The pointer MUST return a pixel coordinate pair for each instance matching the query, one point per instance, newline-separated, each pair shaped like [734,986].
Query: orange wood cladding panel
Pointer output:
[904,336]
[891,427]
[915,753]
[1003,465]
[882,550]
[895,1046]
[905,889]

+-------+

§ What is required: Repeat the listing above line by line, exactly as written.

§ Response to this exercise:
The pointer MUST return a pixel coordinate pair for each instance matching the query, one point per instance, newline-separated, each pair shaped like [734,986].
Query: orange wood cladding panel
Pointer output:
[904,336]
[891,427]
[915,753]
[1003,465]
[882,550]
[895,1046]
[905,889]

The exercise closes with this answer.